**Excerpt provided**:

The price of the red metal bounced from two-week lows in overnight trade after copper inventories fell to their lowest level in 13 years, according to Reuters.
Oz Minerals share price has fallen 18% since June this year and Sandfire Resources share price has shed a third in value over the four months when the S&P/ASX 200 (Index:^AXJO) (ASX:XJO) index is down only around 6%.
But their underperformance could come to an end if the market starts to shift from worrying about trade wars and a sharp slowdown in China’s growth to the supportive fundamentals for the commodity.
Fears of a looming shortfall of supply over the medium-term due to underinvestment in finding new copper ore bodies have been brushed aside as trade tensions between the US and China dominate the headlines.
Copper stockpiles at London Metal Exchange (LME) certified warehouses that are not earmarked for delivery have fallen overnight by 9150 tonnes to 72,625 tonnes – the lowest since December 2005.
The big drawdown in inventories will serve as a good reminder to traders not to become too bearish on the commodity following the metal’s 16% price drop since the start of the year.

**Data provided**:
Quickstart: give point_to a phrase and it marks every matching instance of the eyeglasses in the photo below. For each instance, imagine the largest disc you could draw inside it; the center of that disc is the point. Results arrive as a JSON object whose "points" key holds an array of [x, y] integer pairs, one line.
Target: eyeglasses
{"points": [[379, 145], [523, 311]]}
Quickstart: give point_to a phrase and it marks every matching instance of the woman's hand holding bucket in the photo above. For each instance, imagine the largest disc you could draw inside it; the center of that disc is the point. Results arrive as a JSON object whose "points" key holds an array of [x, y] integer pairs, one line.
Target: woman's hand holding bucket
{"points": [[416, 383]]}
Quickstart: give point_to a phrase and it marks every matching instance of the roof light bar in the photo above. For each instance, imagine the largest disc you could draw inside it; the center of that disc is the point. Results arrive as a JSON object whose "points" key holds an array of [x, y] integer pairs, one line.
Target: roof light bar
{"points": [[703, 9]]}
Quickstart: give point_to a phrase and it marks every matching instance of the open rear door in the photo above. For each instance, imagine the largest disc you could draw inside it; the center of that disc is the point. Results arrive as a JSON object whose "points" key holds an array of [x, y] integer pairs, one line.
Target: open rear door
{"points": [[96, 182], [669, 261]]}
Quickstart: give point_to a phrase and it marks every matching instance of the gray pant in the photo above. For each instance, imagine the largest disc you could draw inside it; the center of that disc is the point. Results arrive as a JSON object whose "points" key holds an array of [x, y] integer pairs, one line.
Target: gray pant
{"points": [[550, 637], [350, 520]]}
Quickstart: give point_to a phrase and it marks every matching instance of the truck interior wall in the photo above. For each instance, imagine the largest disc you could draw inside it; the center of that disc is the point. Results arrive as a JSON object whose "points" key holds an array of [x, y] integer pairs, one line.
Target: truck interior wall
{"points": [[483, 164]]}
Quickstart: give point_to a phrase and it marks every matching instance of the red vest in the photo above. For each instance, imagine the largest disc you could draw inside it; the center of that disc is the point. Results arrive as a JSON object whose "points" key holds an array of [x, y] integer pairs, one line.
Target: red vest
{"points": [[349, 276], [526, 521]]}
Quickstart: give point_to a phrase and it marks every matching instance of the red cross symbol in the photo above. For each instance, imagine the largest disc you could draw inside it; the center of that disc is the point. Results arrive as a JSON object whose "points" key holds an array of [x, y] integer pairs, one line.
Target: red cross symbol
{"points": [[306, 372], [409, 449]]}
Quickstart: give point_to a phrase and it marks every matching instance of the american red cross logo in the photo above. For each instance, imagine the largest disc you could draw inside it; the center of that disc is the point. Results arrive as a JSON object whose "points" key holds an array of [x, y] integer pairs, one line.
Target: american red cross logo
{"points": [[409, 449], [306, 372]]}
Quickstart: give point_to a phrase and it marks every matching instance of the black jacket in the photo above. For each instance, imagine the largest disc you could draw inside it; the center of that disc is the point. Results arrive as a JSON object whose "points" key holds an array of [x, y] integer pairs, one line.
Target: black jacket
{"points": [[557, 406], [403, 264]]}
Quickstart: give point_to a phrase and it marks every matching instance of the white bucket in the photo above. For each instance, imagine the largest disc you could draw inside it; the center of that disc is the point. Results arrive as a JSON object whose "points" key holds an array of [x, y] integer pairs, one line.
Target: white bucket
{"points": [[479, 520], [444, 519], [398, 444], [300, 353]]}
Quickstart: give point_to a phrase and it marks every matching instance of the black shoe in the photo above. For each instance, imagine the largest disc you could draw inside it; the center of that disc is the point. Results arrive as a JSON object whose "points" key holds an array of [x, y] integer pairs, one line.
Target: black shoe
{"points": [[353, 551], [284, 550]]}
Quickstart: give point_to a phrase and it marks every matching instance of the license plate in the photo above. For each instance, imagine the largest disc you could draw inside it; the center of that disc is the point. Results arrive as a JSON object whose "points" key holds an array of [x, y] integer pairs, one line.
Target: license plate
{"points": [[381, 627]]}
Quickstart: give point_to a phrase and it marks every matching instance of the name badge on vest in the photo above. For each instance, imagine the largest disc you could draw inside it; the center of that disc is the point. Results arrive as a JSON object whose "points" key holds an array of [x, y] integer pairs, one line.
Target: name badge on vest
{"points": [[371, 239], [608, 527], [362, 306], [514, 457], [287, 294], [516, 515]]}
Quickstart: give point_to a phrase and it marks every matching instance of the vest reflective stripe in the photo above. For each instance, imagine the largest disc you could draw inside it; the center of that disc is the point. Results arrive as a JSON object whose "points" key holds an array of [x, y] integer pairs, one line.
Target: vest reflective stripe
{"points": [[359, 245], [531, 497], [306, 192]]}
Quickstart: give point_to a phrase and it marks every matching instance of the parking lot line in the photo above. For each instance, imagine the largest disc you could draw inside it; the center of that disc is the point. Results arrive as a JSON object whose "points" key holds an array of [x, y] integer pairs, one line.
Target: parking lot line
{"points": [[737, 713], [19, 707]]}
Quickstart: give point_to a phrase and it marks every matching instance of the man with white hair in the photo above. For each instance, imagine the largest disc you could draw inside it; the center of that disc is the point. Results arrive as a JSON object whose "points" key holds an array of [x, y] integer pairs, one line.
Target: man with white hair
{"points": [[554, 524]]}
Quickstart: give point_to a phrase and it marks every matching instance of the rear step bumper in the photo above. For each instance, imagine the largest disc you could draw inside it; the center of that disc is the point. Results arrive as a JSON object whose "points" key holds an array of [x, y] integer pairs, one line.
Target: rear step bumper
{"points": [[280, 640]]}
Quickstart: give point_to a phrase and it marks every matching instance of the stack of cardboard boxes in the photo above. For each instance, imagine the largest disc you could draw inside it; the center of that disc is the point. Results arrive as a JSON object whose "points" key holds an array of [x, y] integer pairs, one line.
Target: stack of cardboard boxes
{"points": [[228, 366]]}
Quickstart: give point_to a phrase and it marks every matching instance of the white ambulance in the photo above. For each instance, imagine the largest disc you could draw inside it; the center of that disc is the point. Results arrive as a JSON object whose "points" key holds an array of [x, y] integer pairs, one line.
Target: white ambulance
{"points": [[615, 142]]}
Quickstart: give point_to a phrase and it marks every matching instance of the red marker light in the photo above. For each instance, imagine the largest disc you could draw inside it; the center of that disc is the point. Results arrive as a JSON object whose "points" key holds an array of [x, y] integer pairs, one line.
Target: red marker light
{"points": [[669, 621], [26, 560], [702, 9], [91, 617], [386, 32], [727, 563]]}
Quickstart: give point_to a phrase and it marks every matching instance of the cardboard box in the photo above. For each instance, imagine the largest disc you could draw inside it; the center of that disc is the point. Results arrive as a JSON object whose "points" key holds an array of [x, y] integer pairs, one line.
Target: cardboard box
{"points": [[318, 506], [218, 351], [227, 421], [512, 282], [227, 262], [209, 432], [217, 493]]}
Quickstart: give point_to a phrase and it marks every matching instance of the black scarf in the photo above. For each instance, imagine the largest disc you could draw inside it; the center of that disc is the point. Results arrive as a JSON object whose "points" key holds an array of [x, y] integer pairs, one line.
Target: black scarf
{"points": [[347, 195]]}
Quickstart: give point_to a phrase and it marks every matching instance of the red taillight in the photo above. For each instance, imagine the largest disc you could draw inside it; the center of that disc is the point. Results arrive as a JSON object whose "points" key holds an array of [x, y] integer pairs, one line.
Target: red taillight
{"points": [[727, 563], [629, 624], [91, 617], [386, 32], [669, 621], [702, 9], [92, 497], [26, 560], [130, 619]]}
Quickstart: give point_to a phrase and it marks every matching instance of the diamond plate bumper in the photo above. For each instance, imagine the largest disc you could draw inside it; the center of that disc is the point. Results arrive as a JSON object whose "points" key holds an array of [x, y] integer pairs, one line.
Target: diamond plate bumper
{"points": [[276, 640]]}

**Jobs**:
A – Answer these questions using the copper market excerpt:
(i) What fraction of its value has Sandfire Resources' share price lost over the four months?
(ii) To what level did copper stockpiles not earmarked for delivery at LME certified warehouses fall?
(iii) By what percentage has the copper price dropped since the start of the year?
B – Extend the copper market article with a paragraph that follows on from its final sentence.

**Results by task**:
A –
(i) A third.
(ii) 72,625 tonnes.
(iii) 16%.

B –
It’s probably the recognition of copper’s good medium-term fundamentals that has prompted South32 Ltd (ASX: S32) to enter into an option agreement with Triology Metals Inc. as the ASX miner tries to gain exposure to the commodity.
BHP Billiton Limited (ASX: BHP) refused to give it any of its copper assets when it spun-off South32. BHP Billiton owns a close to 60% stake in Escondida – one of the world’s largest copper mines.
This isn’t the reason why BHP Billiton’s share price has performed much better than others in the sector, but it could help fuel the next leg-up in its share price.
Let’s also not forget that copper’s recovery is likely to bolster prices of other industrial metals too. Copper is seen to be a lead indicator hard commodity market and it hasn’t been bestowed the title of Dr Copper for nothing.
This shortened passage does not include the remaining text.